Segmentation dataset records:
_____
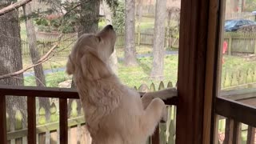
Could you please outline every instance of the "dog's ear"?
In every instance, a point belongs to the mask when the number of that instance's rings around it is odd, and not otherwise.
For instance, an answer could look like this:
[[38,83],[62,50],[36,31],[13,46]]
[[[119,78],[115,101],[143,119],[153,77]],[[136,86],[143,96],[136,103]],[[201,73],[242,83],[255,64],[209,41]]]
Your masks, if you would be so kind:
[[74,74],[74,64],[73,64],[72,62],[71,62],[70,55],[69,56],[69,58],[68,58],[68,60],[67,60],[66,67],[66,72],[69,75]]
[[110,75],[110,71],[97,55],[97,54],[86,51],[81,58],[82,74],[91,80],[100,79]]

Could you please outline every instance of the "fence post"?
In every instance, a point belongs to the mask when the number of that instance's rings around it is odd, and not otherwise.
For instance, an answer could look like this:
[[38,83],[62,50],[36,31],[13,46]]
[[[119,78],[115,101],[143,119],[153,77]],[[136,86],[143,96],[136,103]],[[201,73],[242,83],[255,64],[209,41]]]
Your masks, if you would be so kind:
[[[165,89],[165,86],[163,84],[163,82],[161,81],[161,82],[159,84],[158,90],[163,90],[163,89]],[[166,122],[160,122],[158,130],[160,130],[160,134],[159,134],[160,144],[166,143]]]
[[[43,107],[39,109],[38,124],[45,125],[46,123],[46,110]],[[38,134],[38,143],[46,143],[46,133]]]
[[138,26],[138,46],[141,45],[141,30],[139,25]]
[[[71,101],[72,99],[69,99]],[[70,118],[76,118],[78,115],[78,103],[77,101],[73,100],[71,103],[71,110],[70,110]],[[78,126],[73,126],[70,129],[70,136],[69,137],[69,141],[70,141],[70,143],[78,143],[78,139],[77,139],[77,134],[78,134]]]
[[[10,132],[10,116],[9,114],[6,113],[6,132]],[[7,143],[10,143],[10,140],[7,141]]]
[[229,45],[228,45],[228,55],[232,54],[232,37],[229,38]]
[[254,54],[256,54],[256,40],[255,40],[255,45],[254,45]]
[[[15,130],[22,130],[22,114],[18,110],[15,114]],[[15,139],[16,144],[22,144],[22,138],[18,138]]]
[[[57,114],[57,107],[54,102],[53,102],[50,105],[50,122],[58,122],[58,114]],[[57,144],[57,141],[58,141],[57,130],[50,131],[50,142],[51,144]]]

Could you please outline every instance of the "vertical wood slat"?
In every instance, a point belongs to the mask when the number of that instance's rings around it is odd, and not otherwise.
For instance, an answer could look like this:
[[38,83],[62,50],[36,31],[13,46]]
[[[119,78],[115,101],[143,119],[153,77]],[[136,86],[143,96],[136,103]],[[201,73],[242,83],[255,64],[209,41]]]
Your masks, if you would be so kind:
[[35,97],[27,98],[27,142],[28,143],[36,143],[36,106]]
[[159,125],[156,127],[154,134],[151,138],[152,144],[159,144],[160,142],[160,137],[159,137]]
[[241,123],[227,118],[225,127],[225,144],[241,143]]
[[246,144],[254,144],[255,140],[255,128],[248,126],[247,142]]
[[234,121],[233,129],[233,144],[241,143],[241,123]]
[[226,119],[225,126],[225,144],[232,144],[233,140],[233,129],[234,129],[234,121],[230,118]]
[[3,144],[7,143],[6,96],[0,94],[0,139]]
[[67,127],[67,99],[59,98],[59,129],[60,143],[68,143],[68,127]]

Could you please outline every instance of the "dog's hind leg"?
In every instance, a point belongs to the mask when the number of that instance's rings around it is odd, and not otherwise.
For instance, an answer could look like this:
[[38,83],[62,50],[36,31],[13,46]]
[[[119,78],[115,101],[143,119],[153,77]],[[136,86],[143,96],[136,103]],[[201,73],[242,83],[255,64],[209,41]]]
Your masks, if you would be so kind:
[[153,134],[154,129],[164,115],[165,103],[158,98],[154,98],[145,110],[141,118],[141,126],[143,134]]

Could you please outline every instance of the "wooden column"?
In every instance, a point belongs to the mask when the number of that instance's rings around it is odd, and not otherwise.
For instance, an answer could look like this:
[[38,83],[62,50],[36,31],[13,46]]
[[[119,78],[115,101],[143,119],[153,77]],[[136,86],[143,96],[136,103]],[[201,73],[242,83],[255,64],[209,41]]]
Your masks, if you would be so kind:
[[[181,3],[176,144],[202,143],[210,1],[182,0]],[[211,39],[214,43],[214,40]],[[210,119],[210,108],[211,105]],[[210,129],[210,123],[206,126]]]
[[27,143],[36,143],[36,106],[35,97],[27,98]]
[[0,94],[0,139],[1,142],[7,142],[6,96]]
[[59,98],[59,129],[60,143],[68,143],[68,127],[67,127],[67,99]]

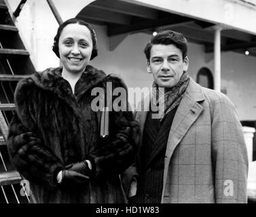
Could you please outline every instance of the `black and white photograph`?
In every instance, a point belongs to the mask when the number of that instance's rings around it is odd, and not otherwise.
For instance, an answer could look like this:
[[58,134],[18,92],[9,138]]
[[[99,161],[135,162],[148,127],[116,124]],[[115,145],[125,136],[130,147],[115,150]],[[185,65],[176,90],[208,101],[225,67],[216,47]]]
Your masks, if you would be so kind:
[[255,203],[255,129],[256,0],[0,0],[0,203]]

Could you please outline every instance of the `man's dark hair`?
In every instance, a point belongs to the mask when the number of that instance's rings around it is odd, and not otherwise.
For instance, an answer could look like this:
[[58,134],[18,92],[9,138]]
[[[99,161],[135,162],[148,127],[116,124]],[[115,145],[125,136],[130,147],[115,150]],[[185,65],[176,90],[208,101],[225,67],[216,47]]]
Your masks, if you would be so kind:
[[148,61],[150,59],[150,52],[153,45],[175,45],[181,50],[182,58],[184,60],[187,55],[187,41],[185,37],[180,33],[170,30],[164,31],[153,37],[144,49],[144,53]]
[[93,28],[86,22],[83,20],[78,19],[78,18],[71,18],[66,20],[65,22],[62,22],[60,26],[58,28],[57,34],[54,37],[54,45],[52,46],[52,50],[54,54],[60,58],[60,54],[58,51],[58,41],[60,39],[60,36],[61,33],[63,31],[63,28],[66,27],[68,24],[79,24],[80,25],[86,26],[89,30],[91,33],[91,37],[92,39],[92,56],[90,58],[90,60],[92,60],[94,57],[98,56],[98,50],[96,47],[97,40],[96,39],[96,34]]

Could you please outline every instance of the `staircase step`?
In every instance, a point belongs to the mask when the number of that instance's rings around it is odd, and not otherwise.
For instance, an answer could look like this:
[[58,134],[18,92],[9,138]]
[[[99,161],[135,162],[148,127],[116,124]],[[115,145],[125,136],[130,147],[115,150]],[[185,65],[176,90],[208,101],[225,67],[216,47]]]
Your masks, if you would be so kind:
[[15,110],[15,104],[0,104],[1,111],[14,111]]
[[20,183],[21,177],[17,171],[0,172],[0,186]]
[[26,78],[31,75],[7,75],[7,74],[0,74],[0,81],[20,81],[22,79]]
[[0,145],[5,145],[5,141],[2,136],[0,136]]
[[15,26],[0,24],[0,31],[18,32],[18,28]]
[[3,3],[0,3],[0,9],[7,9],[7,6],[5,5],[5,4],[3,4]]
[[29,52],[25,50],[1,48],[0,55],[1,54],[29,56]]

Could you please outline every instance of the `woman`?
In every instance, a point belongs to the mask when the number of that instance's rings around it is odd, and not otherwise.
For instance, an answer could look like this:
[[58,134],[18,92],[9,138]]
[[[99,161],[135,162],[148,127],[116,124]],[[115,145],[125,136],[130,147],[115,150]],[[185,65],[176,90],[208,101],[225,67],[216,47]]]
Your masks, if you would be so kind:
[[109,136],[93,111],[94,87],[126,85],[88,65],[97,56],[93,29],[79,19],[58,28],[53,51],[62,67],[19,82],[8,149],[37,203],[124,203],[119,174],[131,163],[138,125],[131,112],[109,111]]

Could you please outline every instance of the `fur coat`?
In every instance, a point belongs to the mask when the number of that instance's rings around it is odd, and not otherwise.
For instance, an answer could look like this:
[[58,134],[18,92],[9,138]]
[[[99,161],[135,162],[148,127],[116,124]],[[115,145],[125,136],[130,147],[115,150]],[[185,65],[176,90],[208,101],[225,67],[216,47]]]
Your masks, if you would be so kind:
[[[73,94],[61,72],[48,68],[18,84],[7,142],[12,162],[37,203],[124,203],[119,174],[134,158],[138,124],[128,110],[111,111],[109,136],[100,138],[101,112],[92,111],[91,92],[98,87],[106,93],[107,82],[113,90],[127,88],[117,76],[88,66]],[[27,132],[39,140],[29,142]],[[90,181],[70,189],[57,183],[65,165],[88,159],[95,167]]]

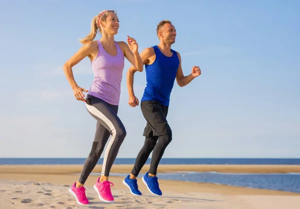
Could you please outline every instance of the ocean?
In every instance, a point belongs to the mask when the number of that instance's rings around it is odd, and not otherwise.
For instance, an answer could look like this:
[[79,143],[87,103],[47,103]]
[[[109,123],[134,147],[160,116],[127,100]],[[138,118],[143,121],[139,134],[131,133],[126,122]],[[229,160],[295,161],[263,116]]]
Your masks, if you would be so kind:
[[[83,164],[84,158],[0,158],[0,165],[76,165]],[[148,159],[146,164],[149,164]],[[116,164],[133,164],[135,159],[118,158]],[[98,164],[103,159],[100,159]],[[160,164],[180,165],[298,165],[300,159],[199,159],[163,158]],[[100,174],[92,173],[92,175]],[[141,173],[140,176],[144,174]],[[125,177],[124,174],[111,176]],[[300,173],[230,174],[217,172],[186,172],[159,174],[159,179],[208,183],[252,188],[280,190],[300,193]]]

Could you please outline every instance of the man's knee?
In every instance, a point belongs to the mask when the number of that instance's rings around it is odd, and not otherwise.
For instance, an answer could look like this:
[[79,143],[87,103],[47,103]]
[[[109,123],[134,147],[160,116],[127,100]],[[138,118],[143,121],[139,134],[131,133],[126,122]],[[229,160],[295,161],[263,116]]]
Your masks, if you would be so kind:
[[172,141],[172,132],[160,136],[160,140],[162,141],[166,145],[168,145]]

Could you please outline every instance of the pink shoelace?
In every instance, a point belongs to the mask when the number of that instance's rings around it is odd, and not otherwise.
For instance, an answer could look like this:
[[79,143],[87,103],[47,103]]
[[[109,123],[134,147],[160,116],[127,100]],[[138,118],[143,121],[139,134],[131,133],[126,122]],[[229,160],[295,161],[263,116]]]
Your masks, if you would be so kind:
[[110,183],[103,183],[103,186],[101,188],[101,193],[104,192],[106,193],[112,194],[110,187],[114,187],[114,183],[110,182]]
[[86,188],[83,187],[80,187],[78,189],[78,198],[80,200],[85,200],[86,199]]

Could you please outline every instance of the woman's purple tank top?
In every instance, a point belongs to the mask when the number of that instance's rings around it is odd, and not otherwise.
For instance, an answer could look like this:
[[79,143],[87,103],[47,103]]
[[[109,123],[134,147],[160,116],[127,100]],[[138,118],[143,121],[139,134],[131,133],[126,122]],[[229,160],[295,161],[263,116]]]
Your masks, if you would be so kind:
[[113,105],[118,105],[121,93],[121,81],[124,69],[124,55],[115,41],[116,55],[112,56],[98,42],[98,55],[92,61],[94,79],[88,94],[102,99]]

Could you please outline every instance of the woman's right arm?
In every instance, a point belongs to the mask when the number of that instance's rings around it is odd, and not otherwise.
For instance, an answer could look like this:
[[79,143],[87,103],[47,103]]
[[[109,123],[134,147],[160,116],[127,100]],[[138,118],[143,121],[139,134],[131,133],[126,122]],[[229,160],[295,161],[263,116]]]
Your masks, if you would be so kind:
[[78,100],[86,101],[84,95],[82,91],[87,92],[88,90],[80,87],[75,81],[72,67],[77,64],[86,57],[88,56],[92,60],[96,56],[98,51],[97,41],[92,41],[83,45],[68,60],[64,63],[62,67],[64,75],[68,79],[71,87],[74,92],[74,96]]

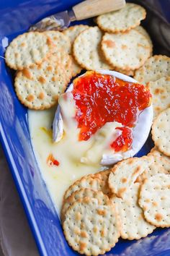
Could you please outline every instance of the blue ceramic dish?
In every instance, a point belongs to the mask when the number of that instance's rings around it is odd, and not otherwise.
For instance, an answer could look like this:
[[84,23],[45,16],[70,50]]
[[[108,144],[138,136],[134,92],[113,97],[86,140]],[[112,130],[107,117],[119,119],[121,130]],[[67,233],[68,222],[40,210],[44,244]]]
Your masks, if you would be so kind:
[[[17,35],[25,32],[31,24],[40,19],[69,9],[79,1],[0,1],[1,140],[40,253],[44,256],[77,254],[65,240],[58,216],[40,174],[30,143],[27,108],[19,102],[15,95],[12,72],[6,67],[2,57],[8,40],[11,41]],[[169,9],[168,1],[166,1],[166,14],[167,6]],[[164,9],[163,1],[161,7]],[[146,154],[151,148],[152,141],[148,139],[138,155]],[[170,230],[156,229],[151,236],[139,241],[120,240],[107,255],[170,255]]]

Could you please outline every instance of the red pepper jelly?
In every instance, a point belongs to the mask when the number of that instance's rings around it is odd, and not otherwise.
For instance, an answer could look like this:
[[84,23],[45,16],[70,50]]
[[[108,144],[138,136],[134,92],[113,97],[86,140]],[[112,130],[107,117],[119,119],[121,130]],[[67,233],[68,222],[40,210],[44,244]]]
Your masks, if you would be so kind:
[[111,143],[115,151],[126,151],[133,142],[131,129],[140,113],[150,106],[151,95],[143,85],[123,81],[109,74],[87,72],[73,81],[76,119],[79,140],[87,140],[107,122],[117,121],[124,127]]

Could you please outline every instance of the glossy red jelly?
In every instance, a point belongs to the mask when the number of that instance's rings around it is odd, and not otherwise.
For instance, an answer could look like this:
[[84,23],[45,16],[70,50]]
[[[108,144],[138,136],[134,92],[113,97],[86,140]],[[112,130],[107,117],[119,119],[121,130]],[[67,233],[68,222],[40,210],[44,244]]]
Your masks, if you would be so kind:
[[121,123],[122,135],[111,144],[115,151],[127,150],[132,145],[130,129],[140,113],[150,105],[151,95],[143,85],[128,82],[109,74],[87,72],[73,81],[76,119],[79,140],[87,140],[109,121]]

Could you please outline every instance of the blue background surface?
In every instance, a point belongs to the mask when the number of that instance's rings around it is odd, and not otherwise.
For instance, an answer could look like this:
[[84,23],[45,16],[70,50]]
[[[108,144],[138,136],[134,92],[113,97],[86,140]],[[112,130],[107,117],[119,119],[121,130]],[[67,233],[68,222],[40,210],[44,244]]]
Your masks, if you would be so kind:
[[[5,51],[3,45],[6,40],[11,41],[40,19],[69,9],[79,1],[0,1],[1,140],[42,255],[65,256],[77,254],[72,251],[64,239],[58,216],[40,174],[30,143],[27,108],[19,102],[15,95],[13,87],[14,72],[6,67],[2,58]],[[169,1],[160,1],[160,3],[163,9],[166,7],[166,15],[169,18]],[[89,20],[85,22],[91,22]],[[152,146],[152,140],[149,138],[138,155],[146,155]],[[107,255],[170,255],[170,230],[156,229],[151,235],[138,241],[120,240],[115,247]]]

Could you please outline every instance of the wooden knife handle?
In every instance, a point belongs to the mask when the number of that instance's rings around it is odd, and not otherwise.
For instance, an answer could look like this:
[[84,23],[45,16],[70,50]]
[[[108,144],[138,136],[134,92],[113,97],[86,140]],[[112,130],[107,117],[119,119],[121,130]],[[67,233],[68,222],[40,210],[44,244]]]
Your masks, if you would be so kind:
[[125,0],[86,0],[75,5],[73,10],[76,20],[91,18],[125,7]]

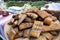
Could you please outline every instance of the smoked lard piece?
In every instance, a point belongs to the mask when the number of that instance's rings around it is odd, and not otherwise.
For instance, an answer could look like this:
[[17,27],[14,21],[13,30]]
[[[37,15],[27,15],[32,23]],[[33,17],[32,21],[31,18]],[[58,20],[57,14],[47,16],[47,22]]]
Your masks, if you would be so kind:
[[22,14],[22,15],[20,16],[20,18],[19,18],[18,25],[20,25],[20,23],[22,23],[23,20],[24,20],[26,17],[27,17],[26,14]]
[[29,37],[30,29],[24,30],[23,37]]
[[31,30],[30,37],[39,38],[41,31],[40,30]]
[[15,40],[29,40],[29,38],[17,38]]
[[47,24],[47,25],[50,25],[52,22],[53,22],[53,21],[52,21],[52,18],[50,18],[50,17],[47,17],[47,18],[45,18],[45,20],[44,20],[44,23]]
[[37,13],[40,17],[42,17],[43,19],[46,18],[46,17],[50,17],[52,16],[51,14],[47,13],[46,11],[38,11]]
[[15,35],[15,39],[16,38],[20,38],[23,36],[23,31],[19,31],[16,35]]
[[42,30],[44,30],[44,31],[50,31],[50,30],[52,30],[52,28],[50,28],[49,26],[42,26],[41,27],[42,28]]
[[31,18],[27,17],[24,21],[25,22],[30,22],[31,20],[32,20]]
[[16,35],[16,32],[12,29],[7,33],[9,40],[14,40],[14,37]]
[[34,21],[32,29],[41,29],[42,26],[43,26],[42,21]]
[[36,39],[36,40],[47,40],[47,38],[46,37],[44,37],[43,35],[41,35],[38,39]]
[[52,34],[50,34],[50,33],[43,33],[43,36],[45,36],[49,40],[53,40],[53,38],[54,38],[54,36]]
[[32,19],[38,18],[38,15],[35,13],[26,13],[26,14],[27,14],[27,16],[31,17]]
[[49,27],[52,28],[52,30],[60,29],[59,24],[55,22],[53,22]]
[[19,29],[23,30],[23,29],[31,28],[32,25],[33,25],[33,23],[21,23],[19,26]]

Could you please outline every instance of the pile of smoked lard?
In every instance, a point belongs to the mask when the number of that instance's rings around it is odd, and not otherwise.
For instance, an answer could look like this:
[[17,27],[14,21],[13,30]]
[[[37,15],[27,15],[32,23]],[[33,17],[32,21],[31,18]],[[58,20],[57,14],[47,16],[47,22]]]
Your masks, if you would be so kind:
[[60,40],[59,24],[52,14],[32,8],[12,16],[7,35],[9,40]]

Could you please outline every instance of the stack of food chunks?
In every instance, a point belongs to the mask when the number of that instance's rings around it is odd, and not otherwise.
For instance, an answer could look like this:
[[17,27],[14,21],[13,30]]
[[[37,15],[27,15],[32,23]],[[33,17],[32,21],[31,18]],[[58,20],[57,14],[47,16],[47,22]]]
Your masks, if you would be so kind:
[[59,35],[59,24],[52,14],[32,8],[12,16],[7,35],[9,40],[54,40]]

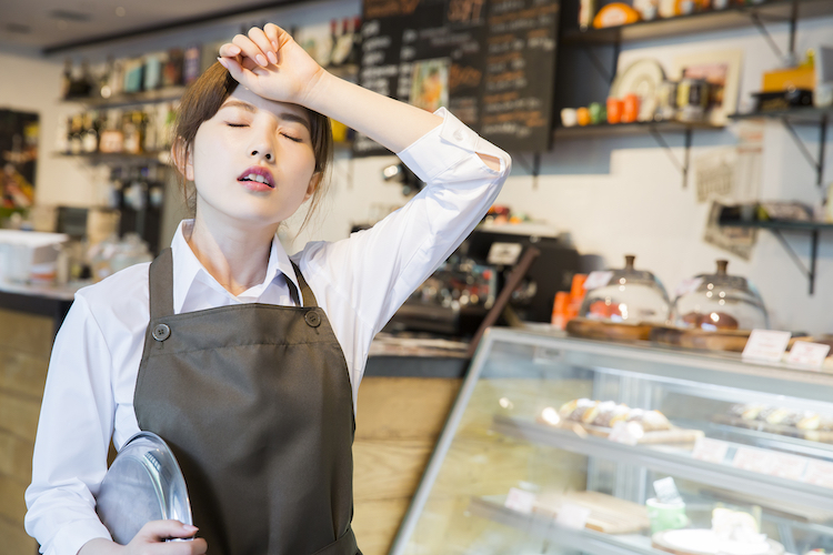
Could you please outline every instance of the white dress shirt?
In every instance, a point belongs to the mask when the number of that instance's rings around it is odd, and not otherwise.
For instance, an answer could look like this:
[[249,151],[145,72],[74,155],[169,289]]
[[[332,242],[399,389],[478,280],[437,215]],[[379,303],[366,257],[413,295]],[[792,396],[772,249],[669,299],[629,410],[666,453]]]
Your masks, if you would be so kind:
[[[315,294],[344,351],[353,403],[373,336],[472,231],[510,171],[509,155],[440,109],[443,123],[399,158],[428,186],[371,230],[312,242],[291,259]],[[500,160],[489,169],[478,153]],[[180,224],[173,251],[173,310],[239,303],[292,306],[285,274],[298,286],[280,241],[272,241],[263,283],[233,296],[200,264]],[[150,320],[148,263],[80,290],[56,337],[26,493],[26,529],[49,555],[76,555],[88,541],[110,538],[94,495],[117,448],[139,432],[133,391]]]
_____
### Short task:
Please retype, exactly as written, every line from the line containing "Could you please outline every instance of the white" through the last line of the records above, including both of those lines, and nothing else.

### Task solution:
Could you please outline every instance of the white dress shirt?
In every instance, a point belongs to the mask when the number of that instance's rings around it is odd, and not otherwise.
For instance, an answer could look like this:
[[249,151],[145,72],[74,155],[169,289]]
[[[332,242],[399,389],[478,280],[437,215]],[[379,303],[366,257],[413,295]],[[792,396],[772,249],[669,299],[629,410],[666,453]]]
Your masks, if you would be so kind:
[[[315,294],[344,351],[353,403],[373,336],[472,231],[510,171],[509,155],[440,109],[443,123],[399,158],[428,186],[371,230],[312,242],[291,259]],[[500,160],[489,169],[478,153]],[[180,224],[173,251],[173,310],[239,303],[292,306],[285,274],[298,286],[280,241],[272,241],[263,283],[233,296],[200,264]],[[150,320],[148,263],[80,290],[56,337],[26,493],[26,529],[49,555],[76,555],[88,541],[110,538],[94,495],[117,448],[139,432],[133,391]]]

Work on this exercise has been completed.